= SHORT PROBLEM =
Copy out, without any change, the lines of the material below starting at the line that contains "of the cyclist?" and ending at the line that contains "x=247 y=157", both included.

** Start EXCERPTED DATA **

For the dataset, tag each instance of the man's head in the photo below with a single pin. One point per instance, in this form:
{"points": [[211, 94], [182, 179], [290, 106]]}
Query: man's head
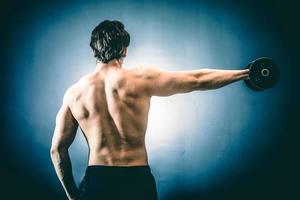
{"points": [[109, 41]]}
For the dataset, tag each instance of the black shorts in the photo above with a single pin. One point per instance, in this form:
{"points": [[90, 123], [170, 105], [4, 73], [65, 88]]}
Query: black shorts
{"points": [[118, 183]]}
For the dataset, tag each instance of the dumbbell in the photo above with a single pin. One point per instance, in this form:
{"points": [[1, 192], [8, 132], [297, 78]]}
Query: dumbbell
{"points": [[263, 74]]}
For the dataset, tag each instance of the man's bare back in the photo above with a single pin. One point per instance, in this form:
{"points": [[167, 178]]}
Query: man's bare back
{"points": [[111, 107], [112, 116]]}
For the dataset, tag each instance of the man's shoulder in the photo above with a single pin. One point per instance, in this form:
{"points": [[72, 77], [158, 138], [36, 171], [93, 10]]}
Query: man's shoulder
{"points": [[143, 71], [69, 93]]}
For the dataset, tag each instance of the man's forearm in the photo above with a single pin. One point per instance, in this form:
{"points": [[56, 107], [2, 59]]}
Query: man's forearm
{"points": [[213, 78], [63, 167]]}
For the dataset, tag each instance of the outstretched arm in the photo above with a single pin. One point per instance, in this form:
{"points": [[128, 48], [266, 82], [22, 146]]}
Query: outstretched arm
{"points": [[64, 134], [164, 83]]}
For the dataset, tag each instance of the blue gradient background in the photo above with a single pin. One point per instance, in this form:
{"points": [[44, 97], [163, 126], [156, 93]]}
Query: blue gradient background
{"points": [[198, 143]]}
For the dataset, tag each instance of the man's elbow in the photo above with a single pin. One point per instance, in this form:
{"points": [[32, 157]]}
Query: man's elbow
{"points": [[57, 149]]}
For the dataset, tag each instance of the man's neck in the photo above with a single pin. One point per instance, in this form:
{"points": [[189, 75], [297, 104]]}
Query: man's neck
{"points": [[113, 63]]}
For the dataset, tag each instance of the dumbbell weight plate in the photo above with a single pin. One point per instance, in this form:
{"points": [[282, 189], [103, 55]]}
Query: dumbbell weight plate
{"points": [[264, 74]]}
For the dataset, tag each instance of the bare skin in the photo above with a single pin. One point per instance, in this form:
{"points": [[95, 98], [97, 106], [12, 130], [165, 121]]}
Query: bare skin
{"points": [[111, 107]]}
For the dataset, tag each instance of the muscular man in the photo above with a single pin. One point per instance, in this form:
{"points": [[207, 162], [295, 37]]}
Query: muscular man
{"points": [[111, 106]]}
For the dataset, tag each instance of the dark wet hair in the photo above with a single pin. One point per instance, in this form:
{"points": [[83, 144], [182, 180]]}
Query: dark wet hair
{"points": [[109, 40]]}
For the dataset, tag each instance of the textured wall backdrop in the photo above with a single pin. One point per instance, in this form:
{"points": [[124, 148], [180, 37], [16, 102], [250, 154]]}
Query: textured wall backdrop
{"points": [[201, 144]]}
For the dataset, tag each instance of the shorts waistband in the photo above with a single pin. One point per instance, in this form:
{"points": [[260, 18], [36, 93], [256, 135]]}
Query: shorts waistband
{"points": [[116, 169]]}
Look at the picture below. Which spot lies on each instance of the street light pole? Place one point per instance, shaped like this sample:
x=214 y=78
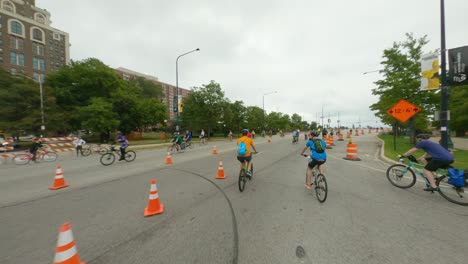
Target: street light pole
x=42 y=103
x=176 y=107
x=263 y=108
x=444 y=112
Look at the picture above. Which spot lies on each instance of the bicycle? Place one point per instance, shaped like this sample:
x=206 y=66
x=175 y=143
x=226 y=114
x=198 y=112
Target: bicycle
x=319 y=181
x=26 y=157
x=243 y=174
x=109 y=157
x=87 y=149
x=396 y=175
x=175 y=147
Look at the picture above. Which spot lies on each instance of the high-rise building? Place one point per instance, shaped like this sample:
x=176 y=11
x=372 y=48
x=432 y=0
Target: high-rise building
x=169 y=91
x=28 y=44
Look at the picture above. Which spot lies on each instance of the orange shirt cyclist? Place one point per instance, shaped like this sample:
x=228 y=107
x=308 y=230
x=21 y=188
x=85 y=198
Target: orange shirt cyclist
x=248 y=156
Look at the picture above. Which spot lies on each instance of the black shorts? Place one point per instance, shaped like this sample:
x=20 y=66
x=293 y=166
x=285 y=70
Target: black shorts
x=433 y=165
x=313 y=162
x=243 y=159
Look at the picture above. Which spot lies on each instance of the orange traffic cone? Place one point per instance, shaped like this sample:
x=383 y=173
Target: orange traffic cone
x=351 y=152
x=59 y=181
x=168 y=158
x=65 y=252
x=220 y=170
x=340 y=137
x=154 y=207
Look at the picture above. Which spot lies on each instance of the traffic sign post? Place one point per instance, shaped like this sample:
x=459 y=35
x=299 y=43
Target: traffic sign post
x=402 y=111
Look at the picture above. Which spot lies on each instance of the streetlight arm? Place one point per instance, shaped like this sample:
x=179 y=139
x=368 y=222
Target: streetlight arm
x=186 y=54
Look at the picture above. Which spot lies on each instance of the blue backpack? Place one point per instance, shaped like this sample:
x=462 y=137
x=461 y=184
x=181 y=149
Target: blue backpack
x=242 y=148
x=456 y=177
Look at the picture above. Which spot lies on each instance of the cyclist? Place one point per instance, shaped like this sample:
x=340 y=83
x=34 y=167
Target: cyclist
x=319 y=157
x=123 y=145
x=79 y=142
x=177 y=140
x=188 y=136
x=295 y=136
x=202 y=136
x=440 y=158
x=34 y=147
x=247 y=157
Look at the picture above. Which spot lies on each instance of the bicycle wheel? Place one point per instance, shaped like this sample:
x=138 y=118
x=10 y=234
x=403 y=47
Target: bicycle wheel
x=103 y=150
x=49 y=156
x=107 y=159
x=130 y=155
x=321 y=188
x=396 y=175
x=242 y=180
x=452 y=193
x=21 y=159
x=86 y=151
x=251 y=172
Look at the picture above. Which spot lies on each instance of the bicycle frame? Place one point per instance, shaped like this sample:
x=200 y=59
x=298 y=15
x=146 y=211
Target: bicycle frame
x=417 y=168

** End EXCERPTED DATA **

= FINISHED ANSWER =
Look at the picture above. Which spot lies on each instance of the cyclist? Place one point per instance, shaped like this sample:
x=340 y=83
x=34 y=167
Target: cyclist
x=319 y=157
x=123 y=145
x=79 y=142
x=177 y=140
x=188 y=136
x=295 y=136
x=202 y=136
x=440 y=158
x=34 y=147
x=247 y=157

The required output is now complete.